• **WHAT TO WORK ON**
Reproduce the passage on the receiver element word for word, starting at "The topography of" and ending at "substantially no micro-dropouts.".

• **READING TEXT**
• • •

The roughening means should impart to the surface of the image receiving layer an average roughness (Ra) of less than about 1μ, typically less than about 0.95μ, and more typically less than about 0.5μ, and surface irregularities having a plurality of peaks, at least about 40 of the peaks, typically at least about 50 of the peaks, and still more typically at least about 60 of the peaks, having a height of at least about 200 nm and a diameter of about 100 pixels over a surface area of about 458μ by about 602μ These measurements are made using Wyco Profilometer (Wyko Model NT 3300) manufactured by Veeko Metrology, Tucson, Ariz.
The outermost surface of the receiver element may further comprise a gloss reading of about 5 to about 35 gloss units, typically about 20 to about 30 gloss units, at an 85° angle. A GARDCO 20/60/85 degree NOVO-GLOSS meter manufactured by The Paul Gardner Company may be used to take measurements. The glossmeter should be placed in the same orientation for all readings across the transverse direction orientation.
The topography of the surface of the image receiving layer may be important in obtaining a high quality final image with substantially no micro-dropouts.
The receiver element is typically an intermediate element in the process of the invention because the laser imaging step is normally followed by one or more transfer steps by which the exposed areas of the thermally imageable layer are transferred to the permanent substrate.
One advantage of the process of this invention is that the permanent substrate for receiving the colorant-containing image can be chosen from almost any sheet material desired. For most proofing applications a paper substrate is used, typically the same paper on-which the image will ultimately be printed. Most any paper stock can be used, is an example is LOE paper. Other materials which can be used as the permanent substrate include cloth, wood, glass, china, most polymeric films, synthetic papers, thin metal sheets or foils, etc. Almost any material which will adhere to the image receiving layer or adhesive layer applied theretocan be used as the permanent substrate.

• • •

• **RECORDS SHOWN**
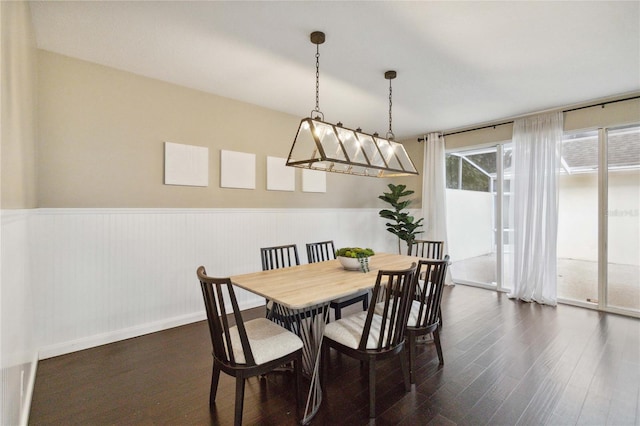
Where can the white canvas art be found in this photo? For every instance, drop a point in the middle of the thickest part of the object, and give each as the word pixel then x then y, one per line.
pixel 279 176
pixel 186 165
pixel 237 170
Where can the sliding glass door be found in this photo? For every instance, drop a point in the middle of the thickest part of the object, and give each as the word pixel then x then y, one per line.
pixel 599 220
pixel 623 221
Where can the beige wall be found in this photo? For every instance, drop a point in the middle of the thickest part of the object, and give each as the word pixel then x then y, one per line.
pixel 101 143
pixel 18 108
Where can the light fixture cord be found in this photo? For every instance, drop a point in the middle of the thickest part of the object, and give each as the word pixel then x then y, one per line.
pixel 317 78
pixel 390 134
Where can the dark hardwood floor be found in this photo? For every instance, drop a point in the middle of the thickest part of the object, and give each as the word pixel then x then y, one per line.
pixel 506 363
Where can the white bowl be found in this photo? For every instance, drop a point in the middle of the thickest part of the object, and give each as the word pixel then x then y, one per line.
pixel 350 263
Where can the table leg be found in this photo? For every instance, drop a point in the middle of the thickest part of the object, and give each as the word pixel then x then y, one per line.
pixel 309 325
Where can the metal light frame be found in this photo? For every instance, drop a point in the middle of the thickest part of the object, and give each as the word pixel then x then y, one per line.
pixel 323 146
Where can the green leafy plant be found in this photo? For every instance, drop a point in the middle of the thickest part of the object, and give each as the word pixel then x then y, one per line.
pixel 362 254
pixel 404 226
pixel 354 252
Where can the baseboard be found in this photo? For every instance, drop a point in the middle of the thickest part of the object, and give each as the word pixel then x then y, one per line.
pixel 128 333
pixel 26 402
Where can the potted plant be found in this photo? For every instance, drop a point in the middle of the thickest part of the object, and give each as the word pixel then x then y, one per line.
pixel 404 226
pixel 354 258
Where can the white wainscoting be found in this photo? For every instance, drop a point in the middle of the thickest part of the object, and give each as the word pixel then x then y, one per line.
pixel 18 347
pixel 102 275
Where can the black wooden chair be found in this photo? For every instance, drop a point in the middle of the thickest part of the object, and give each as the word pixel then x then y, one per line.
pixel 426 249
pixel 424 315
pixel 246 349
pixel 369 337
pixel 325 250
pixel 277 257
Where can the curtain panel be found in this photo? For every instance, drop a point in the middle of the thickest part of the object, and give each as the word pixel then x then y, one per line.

• • •

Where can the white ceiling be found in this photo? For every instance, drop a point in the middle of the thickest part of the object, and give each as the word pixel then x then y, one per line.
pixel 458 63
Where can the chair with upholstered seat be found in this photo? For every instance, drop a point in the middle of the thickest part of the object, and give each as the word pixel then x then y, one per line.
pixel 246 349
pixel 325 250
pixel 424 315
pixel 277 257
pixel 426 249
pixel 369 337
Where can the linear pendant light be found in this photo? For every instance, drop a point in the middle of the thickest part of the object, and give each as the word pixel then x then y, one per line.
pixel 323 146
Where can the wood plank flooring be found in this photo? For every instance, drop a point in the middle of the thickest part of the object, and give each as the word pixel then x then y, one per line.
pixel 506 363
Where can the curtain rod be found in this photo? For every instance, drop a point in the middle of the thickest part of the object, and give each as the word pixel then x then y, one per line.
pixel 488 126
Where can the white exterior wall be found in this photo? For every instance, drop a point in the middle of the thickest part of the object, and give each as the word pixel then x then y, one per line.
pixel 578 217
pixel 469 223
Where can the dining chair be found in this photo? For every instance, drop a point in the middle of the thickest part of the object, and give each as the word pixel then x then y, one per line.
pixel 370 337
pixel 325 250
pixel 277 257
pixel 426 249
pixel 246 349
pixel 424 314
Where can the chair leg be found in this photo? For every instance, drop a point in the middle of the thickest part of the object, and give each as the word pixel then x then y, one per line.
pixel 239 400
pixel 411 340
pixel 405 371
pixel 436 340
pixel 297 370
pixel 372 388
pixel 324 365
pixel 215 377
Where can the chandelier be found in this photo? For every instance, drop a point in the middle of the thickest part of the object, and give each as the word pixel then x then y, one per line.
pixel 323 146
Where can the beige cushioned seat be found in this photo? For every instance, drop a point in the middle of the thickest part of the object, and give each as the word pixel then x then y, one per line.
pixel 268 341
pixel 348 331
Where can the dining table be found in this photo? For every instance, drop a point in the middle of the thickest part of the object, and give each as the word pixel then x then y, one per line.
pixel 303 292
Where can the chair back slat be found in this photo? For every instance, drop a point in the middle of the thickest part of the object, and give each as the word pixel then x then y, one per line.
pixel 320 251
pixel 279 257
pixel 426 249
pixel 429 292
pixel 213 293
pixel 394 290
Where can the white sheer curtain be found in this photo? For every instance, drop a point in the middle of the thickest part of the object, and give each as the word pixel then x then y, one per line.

• • •

• **SOLUTION BELOW**
The topography of the surface of the image receiving layer may be important in obtaining a high quality final image with substantially no micro-dropouts.